Restate the entries below verbatim.

** Opening MATERIAL FOR THIS EXERCISE block **

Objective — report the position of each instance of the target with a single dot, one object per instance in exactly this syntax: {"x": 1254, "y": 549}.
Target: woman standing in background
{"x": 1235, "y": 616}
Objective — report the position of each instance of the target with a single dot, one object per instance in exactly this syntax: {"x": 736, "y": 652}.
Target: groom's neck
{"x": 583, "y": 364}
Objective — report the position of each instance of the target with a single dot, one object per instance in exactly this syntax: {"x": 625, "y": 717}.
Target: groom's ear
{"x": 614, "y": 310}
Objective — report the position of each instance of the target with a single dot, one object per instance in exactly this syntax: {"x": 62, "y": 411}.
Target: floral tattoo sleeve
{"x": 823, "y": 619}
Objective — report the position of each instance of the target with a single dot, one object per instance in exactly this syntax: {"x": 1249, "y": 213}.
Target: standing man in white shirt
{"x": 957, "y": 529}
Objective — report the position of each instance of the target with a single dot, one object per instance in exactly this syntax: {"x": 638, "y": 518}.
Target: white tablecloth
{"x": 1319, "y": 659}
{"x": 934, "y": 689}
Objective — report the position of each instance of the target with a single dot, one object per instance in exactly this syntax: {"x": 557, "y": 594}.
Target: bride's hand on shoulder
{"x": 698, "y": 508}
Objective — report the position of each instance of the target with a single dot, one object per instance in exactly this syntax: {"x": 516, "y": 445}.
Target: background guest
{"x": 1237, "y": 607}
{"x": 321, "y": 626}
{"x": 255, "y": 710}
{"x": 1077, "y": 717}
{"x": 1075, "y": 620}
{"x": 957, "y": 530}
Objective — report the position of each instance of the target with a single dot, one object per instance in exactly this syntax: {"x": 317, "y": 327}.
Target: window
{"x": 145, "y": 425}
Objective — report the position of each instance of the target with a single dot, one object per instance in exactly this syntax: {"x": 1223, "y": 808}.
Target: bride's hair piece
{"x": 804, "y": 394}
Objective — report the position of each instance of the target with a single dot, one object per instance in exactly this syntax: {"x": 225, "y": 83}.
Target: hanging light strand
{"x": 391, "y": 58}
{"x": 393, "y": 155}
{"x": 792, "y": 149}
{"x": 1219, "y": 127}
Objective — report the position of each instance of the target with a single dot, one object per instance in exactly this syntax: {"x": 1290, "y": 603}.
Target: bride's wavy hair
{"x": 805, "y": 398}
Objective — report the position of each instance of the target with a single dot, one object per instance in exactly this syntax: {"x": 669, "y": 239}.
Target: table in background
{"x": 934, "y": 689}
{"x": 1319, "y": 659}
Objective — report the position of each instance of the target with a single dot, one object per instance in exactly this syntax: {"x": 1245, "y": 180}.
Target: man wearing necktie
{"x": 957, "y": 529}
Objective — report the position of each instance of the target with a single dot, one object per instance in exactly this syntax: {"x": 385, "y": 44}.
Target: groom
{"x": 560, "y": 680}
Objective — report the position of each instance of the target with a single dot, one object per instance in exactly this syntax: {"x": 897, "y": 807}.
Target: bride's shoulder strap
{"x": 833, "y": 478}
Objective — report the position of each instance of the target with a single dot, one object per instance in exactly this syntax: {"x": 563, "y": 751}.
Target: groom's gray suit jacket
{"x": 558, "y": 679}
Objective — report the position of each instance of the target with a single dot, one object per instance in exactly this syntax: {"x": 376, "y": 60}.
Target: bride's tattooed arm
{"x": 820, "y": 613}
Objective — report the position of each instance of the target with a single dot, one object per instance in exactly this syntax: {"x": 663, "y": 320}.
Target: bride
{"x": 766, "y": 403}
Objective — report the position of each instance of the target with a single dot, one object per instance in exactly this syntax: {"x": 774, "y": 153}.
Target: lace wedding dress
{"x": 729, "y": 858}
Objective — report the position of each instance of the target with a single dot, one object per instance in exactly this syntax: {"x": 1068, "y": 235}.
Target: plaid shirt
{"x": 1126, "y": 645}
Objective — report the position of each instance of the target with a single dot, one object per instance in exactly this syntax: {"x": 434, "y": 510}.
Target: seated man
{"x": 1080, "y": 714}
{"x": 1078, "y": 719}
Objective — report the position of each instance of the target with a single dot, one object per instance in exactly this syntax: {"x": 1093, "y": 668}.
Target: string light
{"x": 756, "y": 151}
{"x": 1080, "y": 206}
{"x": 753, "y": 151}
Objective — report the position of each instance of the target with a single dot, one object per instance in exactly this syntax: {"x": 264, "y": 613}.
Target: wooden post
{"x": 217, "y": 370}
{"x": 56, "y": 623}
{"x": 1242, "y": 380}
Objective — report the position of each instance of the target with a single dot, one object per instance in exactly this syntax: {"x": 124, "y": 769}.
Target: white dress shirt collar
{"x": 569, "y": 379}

** Closing MATERIAL FOR THIS EXERCISE block **

= OUTPUT BELOW =
Objective — report the position of each instance of the target with a single dot, one object per instance in exactly this syntax: {"x": 1254, "y": 549}.
Target: woman standing in background
{"x": 1235, "y": 616}
Objective — report the position of each instance of the target with a single dot, one object per instance in exactly this syntax: {"x": 736, "y": 652}.
Target: groom's neck
{"x": 583, "y": 364}
Objective — report the position of each instance of the target with a single dot, one object per instance in exactly this syntax: {"x": 625, "y": 717}.
Target: groom's ear
{"x": 614, "y": 310}
Objective — report the position of each instance of the target with a single dot, one object per instance in exactly this syntax: {"x": 62, "y": 411}.
Target: floral tattoo sleeve
{"x": 823, "y": 619}
Objective — report the position of each instance of the target with a single dot, one object per instance in exactly this syntax: {"x": 1249, "y": 213}.
Target: standing man in white shirt
{"x": 957, "y": 529}
Objective — report the position of each instance of the target with a single dot, one object per instance in exactly this syntax: {"x": 638, "y": 518}.
Target: white tablecloth
{"x": 1319, "y": 659}
{"x": 934, "y": 689}
Objective — report the position of each instance of the target with a single dot, one object per instance in exactly this syntax: {"x": 557, "y": 594}.
Target: bride's hand on shoulder
{"x": 698, "y": 508}
Objective — report the position of each instance of the target with a single dot, one object per instance in exactly this syntax: {"x": 516, "y": 445}.
Target: background guest
{"x": 1237, "y": 607}
{"x": 321, "y": 626}
{"x": 255, "y": 710}
{"x": 1077, "y": 717}
{"x": 1075, "y": 620}
{"x": 957, "y": 530}
Objective — report the position of each instance of the target with a single dot, one object per instance in exactly this syntax: {"x": 317, "y": 327}.
Target: window
{"x": 145, "y": 425}
Objective — report the position of each instance of the target with a single dot, one object per instance in exactly this syntax: {"x": 1223, "y": 808}.
Target: bride's hair piece
{"x": 804, "y": 394}
Objective — report the position of each instance of the target with a single dot, one object per instance in exactly this syntax: {"x": 225, "y": 83}.
Target: hanging light strand
{"x": 391, "y": 58}
{"x": 393, "y": 155}
{"x": 792, "y": 149}
{"x": 1219, "y": 127}
Objective — report the position of each instance of the target with a single dot, one object per instance in exactly this syntax: {"x": 1290, "y": 603}.
Target: bride's wavy hair
{"x": 805, "y": 398}
Objective — report the position of each instance of the target with a single dot, one object per instance in exactly this syntax: {"x": 669, "y": 239}.
Target: table in background
{"x": 934, "y": 689}
{"x": 1319, "y": 659}
Objective — report the position of each instance of the target with a single dot, one object per instance in exactly this syntax: {"x": 1245, "y": 180}.
Target: man wearing necktie
{"x": 957, "y": 529}
Objective — report the position of each instance of the target with a single dot, one object per instance in exactly this syntax: {"x": 385, "y": 44}.
Target: groom
{"x": 560, "y": 680}
Objective — report the position of each instance of the target with a single dot, one object per instance in exactly this syntax: {"x": 897, "y": 807}.
Target: bride's shoulder strap
{"x": 833, "y": 478}
Objective — report the position of each instance of the target with a single dot, one object per instance in exactly this syntax: {"x": 563, "y": 751}.
Target: groom's gray suit jacket
{"x": 558, "y": 679}
Objective — report the position of each instance of the target with a single dot, one object per instance in exactly this syntax: {"x": 376, "y": 60}.
Target: bride's tattooed arm
{"x": 820, "y": 613}
Objective — report the position of each instance of the target with a single dot, one object per instance in exactly this syntax: {"x": 663, "y": 320}.
Target: bride
{"x": 766, "y": 403}
Objective — report the position of each instance of the target with a single dot, one object per instance in exactly this syntax: {"x": 774, "y": 153}.
Target: lace wedding dress
{"x": 729, "y": 858}
Objective — report the position of each instance of the target with a single dot, one object per instance in exactly this syntax: {"x": 1068, "y": 235}.
Target: plaid shirt
{"x": 1126, "y": 645}
Objective — report the position of each instance of the target with a single dot, one object per instance in exactly this syntax: {"x": 434, "y": 510}.
Target: seated man
{"x": 1080, "y": 714}
{"x": 1078, "y": 719}
Objective — report the position of each instance of the target with a single dot, one object per instance in exactly this syntax: {"x": 1093, "y": 668}.
Target: string light
{"x": 756, "y": 151}
{"x": 1080, "y": 206}
{"x": 753, "y": 151}
Objective — report the position of each instance of the target with a single dot, one object per instance in exactly this syntax: {"x": 264, "y": 613}.
Target: wooden post
{"x": 217, "y": 370}
{"x": 56, "y": 623}
{"x": 1242, "y": 380}
Objective — report the position of each instance of the target with a single dot, one object per instance in exactly this syntax: {"x": 124, "y": 769}.
Target: white dress shirt collar
{"x": 569, "y": 379}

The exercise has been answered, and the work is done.